WHAT IS ASKED:
Repeat each line word for word.

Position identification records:
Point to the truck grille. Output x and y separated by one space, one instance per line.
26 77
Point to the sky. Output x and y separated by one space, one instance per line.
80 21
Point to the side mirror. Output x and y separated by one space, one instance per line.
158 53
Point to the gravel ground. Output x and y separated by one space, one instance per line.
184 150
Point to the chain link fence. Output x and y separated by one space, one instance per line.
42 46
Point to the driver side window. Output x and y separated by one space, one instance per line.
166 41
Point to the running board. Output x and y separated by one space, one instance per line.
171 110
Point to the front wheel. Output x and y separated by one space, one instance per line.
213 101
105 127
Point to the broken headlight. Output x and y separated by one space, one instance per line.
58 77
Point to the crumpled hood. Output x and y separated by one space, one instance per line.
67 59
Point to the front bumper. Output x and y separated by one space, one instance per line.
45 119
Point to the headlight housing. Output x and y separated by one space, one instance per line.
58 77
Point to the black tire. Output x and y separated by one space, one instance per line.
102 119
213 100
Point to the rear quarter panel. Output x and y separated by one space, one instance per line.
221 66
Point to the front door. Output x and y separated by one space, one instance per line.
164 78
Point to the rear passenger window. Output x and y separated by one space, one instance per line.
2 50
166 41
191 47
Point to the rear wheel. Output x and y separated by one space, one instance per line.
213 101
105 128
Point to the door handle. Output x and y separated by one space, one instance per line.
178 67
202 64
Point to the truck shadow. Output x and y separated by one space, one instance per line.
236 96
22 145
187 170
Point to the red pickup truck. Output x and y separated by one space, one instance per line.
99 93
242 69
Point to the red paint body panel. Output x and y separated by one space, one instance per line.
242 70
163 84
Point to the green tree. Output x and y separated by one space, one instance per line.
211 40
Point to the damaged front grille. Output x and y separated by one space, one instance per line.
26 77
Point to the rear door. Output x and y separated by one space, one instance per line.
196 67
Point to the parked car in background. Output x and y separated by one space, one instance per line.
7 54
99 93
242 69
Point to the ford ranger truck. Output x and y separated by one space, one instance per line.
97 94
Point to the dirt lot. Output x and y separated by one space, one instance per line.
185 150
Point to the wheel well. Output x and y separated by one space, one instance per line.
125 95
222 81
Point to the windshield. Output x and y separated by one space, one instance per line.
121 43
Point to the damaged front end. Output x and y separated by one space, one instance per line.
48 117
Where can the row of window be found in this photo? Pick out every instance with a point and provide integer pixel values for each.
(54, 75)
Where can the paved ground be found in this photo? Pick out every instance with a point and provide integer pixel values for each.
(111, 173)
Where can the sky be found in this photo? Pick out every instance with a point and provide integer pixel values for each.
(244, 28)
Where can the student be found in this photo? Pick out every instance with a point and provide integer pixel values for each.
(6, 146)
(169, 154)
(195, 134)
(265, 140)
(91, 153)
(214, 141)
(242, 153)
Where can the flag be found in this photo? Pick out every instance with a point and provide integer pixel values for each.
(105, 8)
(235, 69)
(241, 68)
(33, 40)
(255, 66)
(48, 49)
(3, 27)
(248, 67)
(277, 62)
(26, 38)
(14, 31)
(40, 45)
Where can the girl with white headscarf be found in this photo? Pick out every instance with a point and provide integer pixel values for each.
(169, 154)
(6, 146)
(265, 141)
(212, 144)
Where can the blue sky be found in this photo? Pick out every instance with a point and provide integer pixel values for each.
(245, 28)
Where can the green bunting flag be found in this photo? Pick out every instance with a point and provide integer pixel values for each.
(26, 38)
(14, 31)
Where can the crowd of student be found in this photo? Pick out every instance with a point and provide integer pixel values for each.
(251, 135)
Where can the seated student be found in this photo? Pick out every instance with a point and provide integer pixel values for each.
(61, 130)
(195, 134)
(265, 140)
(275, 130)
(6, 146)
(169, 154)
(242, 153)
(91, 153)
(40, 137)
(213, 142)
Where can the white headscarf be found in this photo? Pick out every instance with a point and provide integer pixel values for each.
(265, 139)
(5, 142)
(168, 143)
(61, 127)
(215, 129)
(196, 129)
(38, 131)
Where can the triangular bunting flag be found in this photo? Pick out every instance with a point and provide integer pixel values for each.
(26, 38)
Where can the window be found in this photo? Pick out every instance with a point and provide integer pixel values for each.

RESPONSE FOR THIS EXERCISE:
Point to the truck grille. Output x and y separated by one space, one instance per line.
26 77
Point to the sky. Output x and y separated by one space, one instance per line.
80 21
Point to the side mirror. Output x and y separated by one space, one instance per line.
158 53
Point to the gravel ground. Output x and y separated by one space, one instance per line.
184 150
Point to the chain link fence. Output x and y separated by one space, one instance per line.
42 46
Point to the driver side window. Output x and y separated by one space, one instance per line.
166 41
Point to the running board. Output x and y separated by one space, one instance per line.
171 110
Point to the front wheel. Output x and y separated by one space, one instance per line.
213 101
105 127
Point to the broken headlight. Output x and y separated by one space, one instance per line.
58 77
Point to the crumpled hood. Output x and y separated by one space, one instance per line.
67 59
Point to the front bumper. Output x and y separated by one space, one instance per line.
45 119
Point to the headlight housing. Output x and y separated by one space, one instance per line.
58 77
Point to the black tire. Output x and y separated by one space, one instance per line.
102 119
213 100
Point to the rear quarter panel. Output x and y separated by one space, one instance per line.
221 66
Point to the front door. Output x and y separated by one space, one instance per line.
164 78
Point to the rear passenger window. Output x and y separated by one space, one instance per line.
2 50
166 41
191 47
Point to the rear wheel. Output x and y separated by one space, one instance per line.
213 101
105 128
Point to the door handle. Output x and y separated by one space, one instance per line.
178 67
202 64
Point to the truck shadow. Output x and y separated by one space, one instance per line.
236 96
22 145
187 170
Point to the red pickup truck. Output x and y separated by one space, one instance per line.
99 93
242 69
Point to the red paint body panel. Output x and y separated by one space, one instance per line.
242 70
163 84
Point to the green tree. Output x and y separated by one space, one instance per line.
211 40
Point to the damaged front grille. Output x and y separated by one space, one instance per line.
26 77
Point to the rear door. Output x and y separated by one space, one instance per line.
196 67
Point to the parked car in background. Output x and y separated by one space, one instance per line.
7 54
99 93
242 69
Point to the ford ranger truck. Output x and y separated by one space, one instance per line.
97 94
Point to the dirt lot. Output x and y separated by one space, one instance per line.
185 150
Point to the wheel well. Output x and y separated by one space, one instance per line.
125 95
222 81
Point to the windshield. Output x and y separated by one space, one instance per line.
121 43
Point to the damaged front end. Output x and y separated by one space, one instance per line.
48 117
Where can the row of window be found in this photo? Pick out every instance with a point and provide integer pixel values for each.
(54, 75)
Where can the paved ground be found in this photo? Pick out every instance with a point and provide integer pixel values for each.
(111, 173)
Where can the sky be found in this photo? Pick out every instance with a point and provide integer pixel values for each.
(244, 28)
Where can the student be found in this photo? Pick out every instance with a point and provide integer pixel values for each.
(6, 146)
(169, 154)
(195, 134)
(265, 140)
(91, 153)
(214, 141)
(242, 153)
Where can the flag be found in this photo? Pick out every instance with a point and provide integer pixel values for each.
(105, 8)
(235, 69)
(241, 68)
(33, 40)
(255, 66)
(48, 49)
(3, 27)
(248, 67)
(277, 62)
(26, 38)
(14, 31)
(40, 45)
Where can the girl with white headscarf be found in this photo? Pick out every instance with a point and provide integer pixel values for each.
(169, 154)
(6, 146)
(265, 141)
(212, 144)
Where can the blue sky be found in this photo? Pick out every instance with a point and provide integer pixel values for each.
(245, 28)
Where can the green bunting flag be found in this photo? Pick out every instance with a point and provide integer pixel values for each.
(26, 38)
(14, 31)
Where can the crowd of student be found in this photo? Pick out every instance with a point and provide integer pixel values for each.
(251, 135)
Where can the seated student be found in this photo? Pick out every instance with a point and provide integer pixel values for each.
(61, 130)
(195, 134)
(265, 140)
(275, 130)
(6, 146)
(169, 154)
(242, 153)
(91, 153)
(40, 137)
(213, 142)
Where can the white headscarf be found in this photo? Pick out every instance with a point and provide integer pixel values for each.
(265, 139)
(5, 142)
(168, 143)
(61, 127)
(215, 129)
(196, 129)
(38, 131)
Where can the triangular bunting flag be found in this photo? Pick out every instance with a point and provide integer pixel values for each.
(26, 38)
Where can the window be found in this photo? Pick out every instance with a point and provide integer pixel values for each.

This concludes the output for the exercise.